═══ INFORMATION SUPPLIED ═══

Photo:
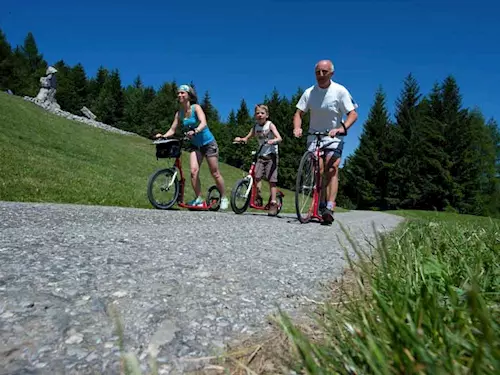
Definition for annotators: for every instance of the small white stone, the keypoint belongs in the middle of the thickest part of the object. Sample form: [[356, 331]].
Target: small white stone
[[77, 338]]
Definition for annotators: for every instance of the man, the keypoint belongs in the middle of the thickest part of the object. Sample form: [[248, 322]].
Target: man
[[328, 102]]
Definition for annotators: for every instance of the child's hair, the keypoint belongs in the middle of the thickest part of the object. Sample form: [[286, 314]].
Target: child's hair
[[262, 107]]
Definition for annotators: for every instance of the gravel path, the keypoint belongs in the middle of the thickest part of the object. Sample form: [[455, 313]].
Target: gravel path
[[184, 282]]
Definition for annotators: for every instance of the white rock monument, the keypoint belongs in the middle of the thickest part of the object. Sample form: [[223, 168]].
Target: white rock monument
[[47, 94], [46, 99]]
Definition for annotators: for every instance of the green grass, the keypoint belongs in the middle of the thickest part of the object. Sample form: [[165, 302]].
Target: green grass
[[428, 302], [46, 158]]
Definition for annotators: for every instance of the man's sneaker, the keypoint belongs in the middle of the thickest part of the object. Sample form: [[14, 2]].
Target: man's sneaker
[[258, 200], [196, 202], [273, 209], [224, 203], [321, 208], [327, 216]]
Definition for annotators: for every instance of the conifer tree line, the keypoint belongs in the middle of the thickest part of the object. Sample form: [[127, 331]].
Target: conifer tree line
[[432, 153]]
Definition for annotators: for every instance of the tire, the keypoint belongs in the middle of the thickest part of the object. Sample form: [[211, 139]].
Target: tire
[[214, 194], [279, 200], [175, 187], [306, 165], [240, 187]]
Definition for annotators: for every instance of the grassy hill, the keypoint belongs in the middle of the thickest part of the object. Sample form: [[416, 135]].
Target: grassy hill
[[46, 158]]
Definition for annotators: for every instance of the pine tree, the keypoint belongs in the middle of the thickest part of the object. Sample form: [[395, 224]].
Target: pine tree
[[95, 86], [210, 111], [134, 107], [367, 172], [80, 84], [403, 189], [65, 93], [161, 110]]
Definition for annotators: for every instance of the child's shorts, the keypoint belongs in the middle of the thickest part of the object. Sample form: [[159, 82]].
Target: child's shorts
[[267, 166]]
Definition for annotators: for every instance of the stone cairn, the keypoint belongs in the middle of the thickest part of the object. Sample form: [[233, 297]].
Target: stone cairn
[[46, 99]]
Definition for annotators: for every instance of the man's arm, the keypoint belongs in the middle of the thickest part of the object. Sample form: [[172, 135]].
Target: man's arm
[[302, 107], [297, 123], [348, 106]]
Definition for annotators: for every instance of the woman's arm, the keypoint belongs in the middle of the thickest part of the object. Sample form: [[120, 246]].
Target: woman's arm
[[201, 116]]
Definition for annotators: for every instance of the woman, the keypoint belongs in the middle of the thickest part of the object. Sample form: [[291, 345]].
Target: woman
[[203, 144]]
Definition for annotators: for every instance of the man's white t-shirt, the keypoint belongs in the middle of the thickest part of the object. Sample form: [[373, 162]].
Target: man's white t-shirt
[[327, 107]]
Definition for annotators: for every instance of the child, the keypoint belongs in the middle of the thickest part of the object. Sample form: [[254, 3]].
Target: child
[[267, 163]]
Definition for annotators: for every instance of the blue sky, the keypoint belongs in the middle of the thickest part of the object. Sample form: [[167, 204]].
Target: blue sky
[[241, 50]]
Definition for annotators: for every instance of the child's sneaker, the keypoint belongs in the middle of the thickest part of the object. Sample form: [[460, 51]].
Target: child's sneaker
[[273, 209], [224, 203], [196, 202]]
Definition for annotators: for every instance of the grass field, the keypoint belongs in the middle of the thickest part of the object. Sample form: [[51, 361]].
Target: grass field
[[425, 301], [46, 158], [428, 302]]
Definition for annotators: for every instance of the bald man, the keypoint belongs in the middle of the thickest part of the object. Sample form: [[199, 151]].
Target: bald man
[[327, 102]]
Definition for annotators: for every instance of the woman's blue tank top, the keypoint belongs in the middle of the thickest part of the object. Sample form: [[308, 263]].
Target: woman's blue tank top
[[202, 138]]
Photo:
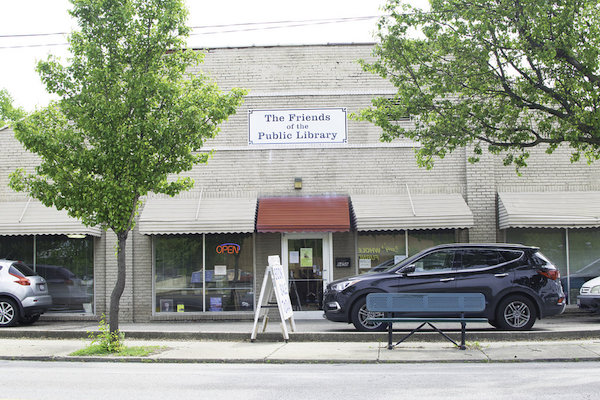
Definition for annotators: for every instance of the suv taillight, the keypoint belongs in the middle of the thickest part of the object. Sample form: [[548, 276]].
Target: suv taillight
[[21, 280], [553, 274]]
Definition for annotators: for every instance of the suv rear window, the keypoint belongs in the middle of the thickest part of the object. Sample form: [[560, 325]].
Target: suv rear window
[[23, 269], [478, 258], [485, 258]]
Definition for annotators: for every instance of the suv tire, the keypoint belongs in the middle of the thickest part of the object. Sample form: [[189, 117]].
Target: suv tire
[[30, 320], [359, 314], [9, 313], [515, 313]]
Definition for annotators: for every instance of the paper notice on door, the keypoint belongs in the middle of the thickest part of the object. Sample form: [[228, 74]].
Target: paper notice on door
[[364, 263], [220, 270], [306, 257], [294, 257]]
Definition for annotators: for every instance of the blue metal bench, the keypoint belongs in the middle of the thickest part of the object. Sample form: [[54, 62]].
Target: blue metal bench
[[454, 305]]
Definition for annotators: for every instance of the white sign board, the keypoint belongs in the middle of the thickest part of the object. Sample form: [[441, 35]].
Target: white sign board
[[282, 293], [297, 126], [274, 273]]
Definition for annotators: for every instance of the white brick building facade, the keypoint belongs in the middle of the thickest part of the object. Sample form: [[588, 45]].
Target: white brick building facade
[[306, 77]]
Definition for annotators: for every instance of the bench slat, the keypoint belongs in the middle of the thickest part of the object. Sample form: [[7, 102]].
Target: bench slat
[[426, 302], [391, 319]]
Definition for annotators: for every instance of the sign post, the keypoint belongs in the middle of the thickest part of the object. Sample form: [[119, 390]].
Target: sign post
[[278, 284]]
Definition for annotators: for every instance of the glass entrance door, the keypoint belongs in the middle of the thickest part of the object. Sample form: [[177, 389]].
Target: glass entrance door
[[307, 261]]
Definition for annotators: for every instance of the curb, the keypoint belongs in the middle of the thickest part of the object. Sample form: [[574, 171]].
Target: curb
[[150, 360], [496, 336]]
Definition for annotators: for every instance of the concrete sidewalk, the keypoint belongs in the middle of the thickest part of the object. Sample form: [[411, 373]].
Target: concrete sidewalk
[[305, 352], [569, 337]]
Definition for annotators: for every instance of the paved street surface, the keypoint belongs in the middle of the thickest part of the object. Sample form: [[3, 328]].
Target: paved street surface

═══

Skip the images and restate each record above word for word.

# ANSWER FOR THIS EXERCISE:
Photo:
Definition for annotators: for every instance of the small white stone, the keypoint belongs in the middle of the thickest part of the object. Sample form: [[356, 331]].
Target: small white stone
[[77, 338]]
Definition for annotators: for every instance of the man, the keypoint belongs in the middle of the thickest part of the object. Sample form: [[248, 322]].
Target: man
[[328, 102]]
Definition for annotators: for every instance of the child's hair, the keypoint belongs in the middle of the thickest part of the object. Sample form: [[286, 314]].
Target: child's hair
[[262, 107]]
Definition for annotators: for every instance of the gravel path, the keypoint belongs in the middle of the thickest part of the object. Sample form: [[455, 313]].
Target: gravel path
[[184, 282]]
Definition for annotators: for every instance of the white rock monument, the keypoint belongs in the middle of the thickest part of the object. Sample form: [[223, 168]].
Target: white rock monument
[[47, 94], [46, 99]]
Definition for annotators: for every instance of the green grass, the keypoint belongs in the middle of the thickest part of the object. Sample form: [[165, 302]].
Target: green grass
[[428, 302], [46, 158]]
Definition for annotators: for every instance of the man's sneaker, the keypoint belongs in the middle of the thickest part of the object. Sample form: [[14, 2]].
Target: man's sneaker
[[258, 200], [196, 202], [273, 209], [224, 203], [321, 208], [327, 216]]
Definition for annotators: for every instance of the conifer tree line, the keypoint belongs in the middle of the thickest part of the object. Sample form: [[127, 331]].
Target: conifer tree line
[[432, 153]]
Definition for annotators: for every instance of the tire, the keypoint belongs in the middle of the thickest part of the object. Sample form: [[211, 139]].
Target: tire
[[214, 194], [279, 200], [175, 187], [306, 165], [240, 187]]
Definition for annotators: for every instance of the grassy hill, the keypoint belongs in the middle of the thickest part of the object. Sample form: [[416, 135]].
Target: grassy hill
[[46, 158]]
Definition for annotators: for every instance of the pine tree, the keypoint belongs in the middle of the thickest part of the object. Sample form: [[395, 224]].
Target: pine tree
[[95, 86], [210, 111], [134, 107], [367, 172], [80, 84], [403, 189], [65, 93], [161, 110]]
Definition for annotators: for every instance of the child's shorts, the keypoint belongs in the middle of the thickest part of the object. Sample form: [[159, 82]].
Target: child's shorts
[[267, 166]]
Definition for annotators: for every instance of the stone cairn, the keypoint belongs in the middle of the thickest part of the object. Sample form: [[233, 297]].
Target: stone cairn
[[46, 99]]
Definition for annotators: for every instance of the man's arm, the keypoint belongs in the middle of the thickest part of the object. Sample form: [[172, 135]].
Target: man's arm
[[302, 107], [297, 123], [348, 106]]
Definition for annotators: for every instance of the woman's arm, the keypoint belongs in the middle of the thickest part of the object. Sample form: [[120, 246]].
Target: woman's arm
[[201, 116]]
Definition for annotators: for every instance of the woman, the keypoint belongs in the middle of the thickest part of the object. Sample form: [[291, 345]].
Target: woman
[[203, 144]]
Definition for annotators: for every instance of the man's white t-shirt, the keypoint belongs in the middle of the thickest part of the object. Sample form: [[373, 162]].
Target: man's white t-shirt
[[327, 107]]
Definition for annotators: for every instance of the child, the keypoint belongs in the middle of the thickest part of the object. Sample form: [[254, 3]].
Target: child
[[267, 163]]
Definition for annotators: for every instance of the blue sky, the keypoint belongs in the middle of the thickest part of the object. Sample form: [[167, 204]].
Target: blue sky
[[241, 50]]
Definition for annotators: for every instance of the child's sneaker, the keypoint belongs in the middle of the thickest part of the object. Sample form: [[460, 51]].
Target: child's sneaker
[[273, 209], [224, 203], [196, 202]]
Definition for annotators: for every instance of the grass field, the keypoint belongs in the middle of the thickest part of the object. Sample form: [[51, 361]].
Target: grass field
[[425, 301], [46, 158], [428, 302]]
Definition for annotators: for every instance of the bald man, the keypoint belongs in the middle of the thickest part of the object. Sample form: [[199, 151]].
Target: bald man
[[327, 102]]
Definition for annotators: for every instance of the woman's blue tank top, the keypoint belongs in the middle of the thickest part of the object. Sample form: [[308, 263]].
Target: woman's blue tank top
[[202, 138]]
Photo:
Definition for annotators: for every instance of the suv taillight, the keypoint belongs in the middle of the thickest part of the object. Sample form: [[548, 276]].
Target: suv taillight
[[21, 280], [553, 274]]
Definition for annotators: for every instance of the suv rear window, the keypoint belongs in the middle of the thickest part of the object. Sample form: [[560, 325]].
Target: suv rear window
[[23, 269], [478, 258], [485, 258]]
Definition for annotators: for every instance of the suv tire, the keypoint belongs in the middle of the thickest part of the object. Sample form: [[189, 117]].
Target: suv tire
[[30, 320], [359, 314], [9, 313], [515, 313]]
Definition for annotators: for every instance of the paper notice on door, the keypoint belongs in the middle of the thickest part of the object. Sample form: [[228, 74]].
Target: paper notice on door
[[364, 263], [220, 270], [306, 257], [294, 257]]
Definition for annotators: for every instance of the blue metal bench, the keypoint belongs in the middle of the thickest part of the object. Sample form: [[54, 62]].
Target: blue metal bench
[[454, 305]]
Definition for annotators: for every instance of the white sign board, the keypoint belongs in the middle of the thickest part of the object. Sample form: [[441, 35]].
Target: white sign board
[[282, 293], [297, 126], [274, 273]]
Definition for annotators: for every instance of the white brick building facade, the keypoint belongs in the middle of the thickest part of the object. Sample form: [[588, 45]].
Target: white brick building facade
[[306, 77]]
Definition for annotators: for every instance of the bench slat, the keypoint belongs in the middle of the thickest part of the object. Sample form: [[7, 102]].
Target: bench slat
[[426, 302], [391, 319]]
Definition for annotators: for every instance of the sign post, the keypoint belongs in the middle of the thickest part of the object. Sample form: [[119, 390]].
Target: sign post
[[278, 284]]
Definition for annotators: for every instance of the glass entrance door, the keypoint belongs in the middle of the thickest part of the object. Sample form: [[177, 389]].
Target: glass entrance door
[[307, 261]]
Definition for annotators: for every instance of the curb, the keypoint belongs in the middle of the thickest part of the object. Sample form: [[574, 171]].
Target: curb
[[150, 360], [496, 336]]
Definition for annotators: for every instance of the concrete sidewalk, the keypoint belongs in the middle of the thickest part of the object. Sample form: [[411, 373]].
Target: concrete sidewalk
[[305, 352], [569, 337]]
Definition for annotators: for every instance of the paved street surface, the keypoint belongs in the middle of the thickest part of the object. Sample form: [[3, 328]].
Target: paved street surface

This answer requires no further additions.